- **Soal Latihan**
Bisakah Anda mengubah semua baris item di bawah menjadi tabel Markdown dengan kolom "No" untuk nomor urut dan kolom "Baris Item" untuk isi barisnya, tanpa baris kosong dan tanpa memasukkan gambar ke dalam jawaban?
%%
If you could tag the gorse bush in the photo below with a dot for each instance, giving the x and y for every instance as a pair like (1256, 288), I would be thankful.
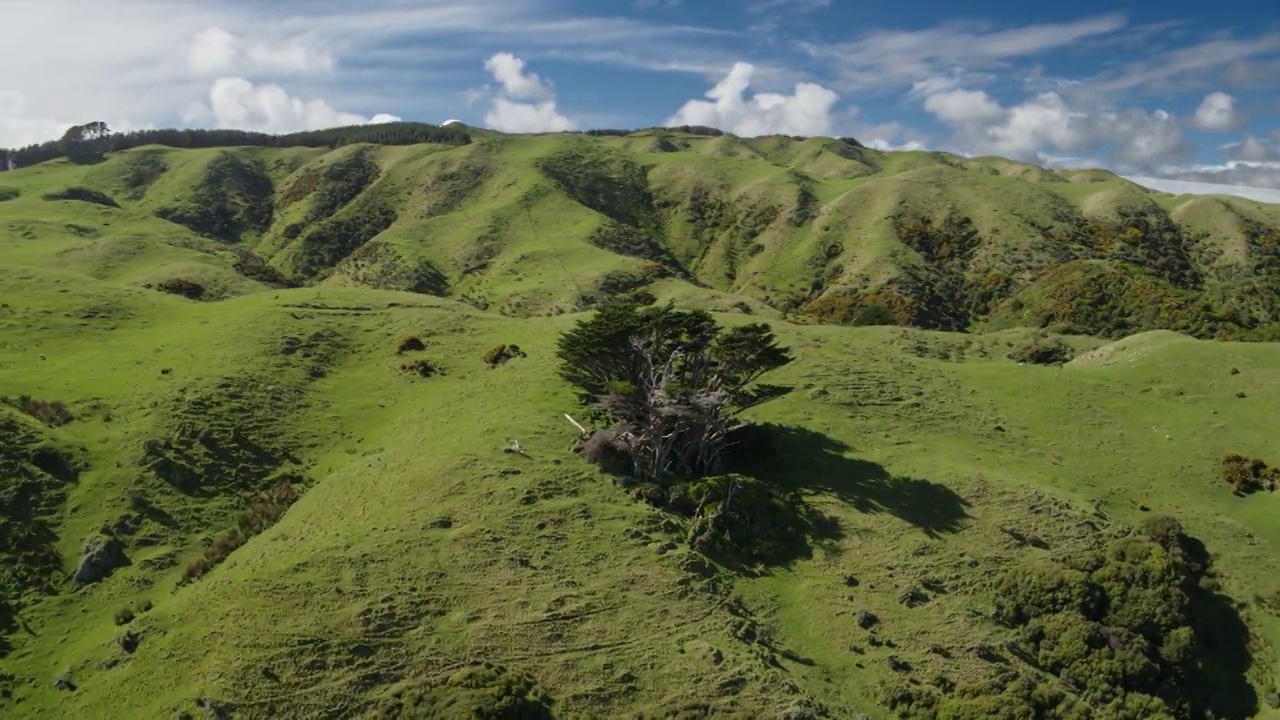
(670, 381)
(499, 354)
(1128, 632)
(1043, 352)
(264, 510)
(83, 195)
(233, 197)
(671, 384)
(53, 414)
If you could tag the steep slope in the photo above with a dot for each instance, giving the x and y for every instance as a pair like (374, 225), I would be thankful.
(552, 223)
(416, 566)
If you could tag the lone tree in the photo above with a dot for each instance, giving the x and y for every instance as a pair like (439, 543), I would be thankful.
(85, 144)
(672, 383)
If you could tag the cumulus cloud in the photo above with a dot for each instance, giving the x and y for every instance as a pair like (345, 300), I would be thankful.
(984, 127)
(890, 58)
(1198, 187)
(808, 110)
(1253, 150)
(216, 51)
(964, 106)
(237, 103)
(1146, 140)
(1046, 124)
(17, 128)
(1217, 113)
(525, 103)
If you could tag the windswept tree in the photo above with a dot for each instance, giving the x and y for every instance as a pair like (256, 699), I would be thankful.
(85, 144)
(671, 382)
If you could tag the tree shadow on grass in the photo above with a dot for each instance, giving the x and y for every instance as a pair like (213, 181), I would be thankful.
(1220, 682)
(808, 461)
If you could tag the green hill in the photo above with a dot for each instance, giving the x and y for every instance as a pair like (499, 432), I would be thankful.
(256, 461)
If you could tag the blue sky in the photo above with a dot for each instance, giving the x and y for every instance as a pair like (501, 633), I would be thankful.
(1174, 90)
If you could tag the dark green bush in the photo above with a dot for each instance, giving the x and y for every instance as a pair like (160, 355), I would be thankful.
(874, 314)
(53, 414)
(1043, 352)
(423, 368)
(264, 510)
(1249, 474)
(83, 195)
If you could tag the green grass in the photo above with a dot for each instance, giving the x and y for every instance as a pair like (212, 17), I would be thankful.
(419, 546)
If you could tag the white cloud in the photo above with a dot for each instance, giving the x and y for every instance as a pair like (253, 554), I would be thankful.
(1217, 113)
(804, 112)
(237, 103)
(525, 101)
(216, 51)
(1243, 173)
(959, 108)
(1047, 124)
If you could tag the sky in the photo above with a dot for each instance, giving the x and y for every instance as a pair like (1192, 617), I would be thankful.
(1175, 92)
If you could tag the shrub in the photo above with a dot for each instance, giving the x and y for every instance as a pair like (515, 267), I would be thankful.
(499, 354)
(411, 345)
(264, 510)
(874, 314)
(1129, 628)
(423, 368)
(83, 195)
(671, 381)
(1043, 352)
(1248, 474)
(53, 414)
(1164, 531)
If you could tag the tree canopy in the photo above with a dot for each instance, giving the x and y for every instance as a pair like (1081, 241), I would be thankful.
(86, 142)
(671, 381)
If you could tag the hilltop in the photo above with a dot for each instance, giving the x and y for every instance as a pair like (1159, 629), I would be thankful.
(259, 409)
(821, 228)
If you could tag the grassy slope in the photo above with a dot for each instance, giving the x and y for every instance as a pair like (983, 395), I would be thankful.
(356, 589)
%%
- **Jawaban Lengkap**
| No | Baris Item |
|---|---|
| 1 | If you could tag the gorse bush in the photo below with a dot for each instance, giving the x and y for every instance as a pair like (1256, 288), I would be thankful. |
| 2 | (670, 381) |
| 3 | (499, 354) |
| 4 | (1128, 632) |
| 5 | (1043, 352) |
| 6 | (264, 510) |
| 7 | (83, 195) |
| 8 | (233, 197) |
| 9 | (671, 384) |
| 10 | (53, 414) |
| 11 | If you could tag the steep slope in the photo above with a dot for each instance, giving the x and y for every instance as a pair like (374, 225), I would be thankful. |
| 12 | (552, 223) |
| 13 | (416, 566) |
| 14 | If you could tag the lone tree in the photo above with a dot for each instance, giving the x and y for every instance as a pair like (439, 543), I would be thankful. |
| 15 | (85, 144) |
| 16 | (672, 383) |
| 17 | If you could tag the cumulus cloud in the photo above with a dot for each instance, giving the x and y for every instance as a pair like (345, 300), I would be thankful. |
| 18 | (984, 127) |
| 19 | (890, 58) |
| 20 | (1198, 187) |
| 21 | (808, 110) |
| 22 | (1253, 150) |
| 23 | (216, 51) |
| 24 | (964, 106) |
| 25 | (237, 103) |
| 26 | (1146, 140) |
| 27 | (1046, 124) |
| 28 | (17, 128) |
| 29 | (1217, 113) |
| 30 | (525, 103) |
| 31 | If you could tag the windswept tree in the photo above with a dot for each instance, giving the x and y for every instance as a pair like (256, 699), I would be thankful. |
| 32 | (85, 144) |
| 33 | (671, 382) |
| 34 | If you could tag the tree shadow on grass in the photo above with a dot for each instance, giving the x and y for every instance as a pair like (213, 181), I would be thankful. |
| 35 | (1220, 682) |
| 36 | (808, 461) |
| 37 | If you could tag the green hill in the photo above with a dot for each instance, giving the x and y for every instance as a pair like (499, 432), I would be thankful. |
| 38 | (256, 461) |
| 39 | If you could tag the blue sky in the photo above with a dot for each instance, giving the x and y for every instance as a pair like (501, 633), I would be thankful. |
| 40 | (1174, 90) |
| 41 | If you could tag the dark green bush in the photo above with a dot for each instance, giving the x and y for every instance as a pair like (160, 355), I would be thankful. |
| 42 | (874, 314) |
| 43 | (53, 414) |
| 44 | (1043, 352) |
| 45 | (423, 368) |
| 46 | (264, 510) |
| 47 | (1249, 474) |
| 48 | (83, 195) |
| 49 | If you could tag the green grass in the photo above with a dot for each instance, giving the x and y for every instance as a pair like (212, 17), I would be thankful. |
| 50 | (419, 546) |
| 51 | If you could tag the white cloud in the photo above with a dot for each instance, giving the x and y for every instance as a pair like (253, 554), I would be thankful. |
| 52 | (1217, 113) |
| 53 | (804, 112) |
| 54 | (237, 103) |
| 55 | (525, 101) |
| 56 | (216, 51) |
| 57 | (1243, 173) |
| 58 | (959, 108) |
| 59 | (1047, 124) |
| 60 | If you could tag the sky in the photo above with a dot for each instance, giving the x and y for every instance as a pair like (1192, 617), I would be thankful. |
| 61 | (1175, 92) |
| 62 | If you could tag the shrub in the photo above with a dot for each instance, giving the x and y for every instance as a pair like (515, 267), I would be thankful. |
| 63 | (499, 354) |
| 64 | (411, 345) |
| 65 | (264, 510) |
| 66 | (874, 314) |
| 67 | (1129, 628) |
| 68 | (423, 368) |
| 69 | (83, 195) |
| 70 | (671, 381) |
| 71 | (1043, 352) |
| 72 | (1248, 474) |
| 73 | (53, 414) |
| 74 | (1164, 531) |
| 75 | If you could tag the tree canopy in the photo above with a dot for each instance, giving the x and y for every instance as a pair like (1081, 241), I would be thankful. |
| 76 | (86, 142) |
| 77 | (671, 381) |
| 78 | If you could tag the hilltop in the photo above with a dot for each instance, giving the x and y for every instance as a pair like (1159, 629), I would be thankful. |
| 79 | (259, 409) |
| 80 | (821, 228) |
| 81 | If you could tag the grassy slope in the photo above with a dot for each instance, giving the x and y for every instance as a pair like (983, 395), I would be thankful. |
| 82 | (356, 589) |